#### Work required:
The line containing "Could you point out the arched" marks where to begin. Write out that line and every line after it exactly, through the last line below.

#### Data:
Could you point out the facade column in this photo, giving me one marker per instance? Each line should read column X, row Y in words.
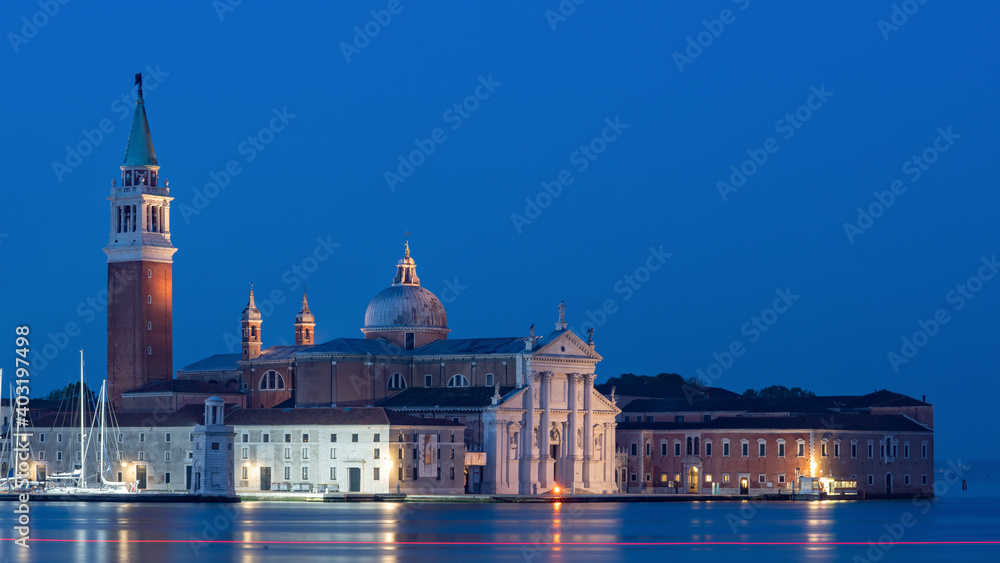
column 610, row 455
column 494, row 456
column 528, row 453
column 563, row 454
column 574, row 457
column 545, row 463
column 588, row 428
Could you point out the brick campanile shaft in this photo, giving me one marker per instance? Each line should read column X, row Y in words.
column 140, row 255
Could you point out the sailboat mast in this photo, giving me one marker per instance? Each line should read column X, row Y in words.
column 100, row 451
column 83, row 457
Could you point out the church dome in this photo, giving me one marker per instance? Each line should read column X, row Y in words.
column 405, row 305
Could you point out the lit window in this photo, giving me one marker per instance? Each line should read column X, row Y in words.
column 458, row 380
column 397, row 381
column 271, row 380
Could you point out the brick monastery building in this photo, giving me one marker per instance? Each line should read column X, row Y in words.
column 424, row 412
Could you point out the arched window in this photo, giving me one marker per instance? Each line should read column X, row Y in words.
column 458, row 380
column 397, row 381
column 272, row 380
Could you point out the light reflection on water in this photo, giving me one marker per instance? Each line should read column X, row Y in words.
column 254, row 528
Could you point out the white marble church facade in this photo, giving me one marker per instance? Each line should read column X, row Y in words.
column 555, row 429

#### Answer for this exercise:
Could you point out the arched window in this photo, giving me one marker per instance? Each line should read column X, row Y in words.
column 458, row 380
column 397, row 381
column 272, row 380
Could you point out the light reflection on water in this photo, giving me one marker per instance? Each line should read column X, row Y in words.
column 254, row 528
Could you point out the white marble church facade in this photo, giving me one marker per instance? Each line should read column X, row Y in words.
column 555, row 429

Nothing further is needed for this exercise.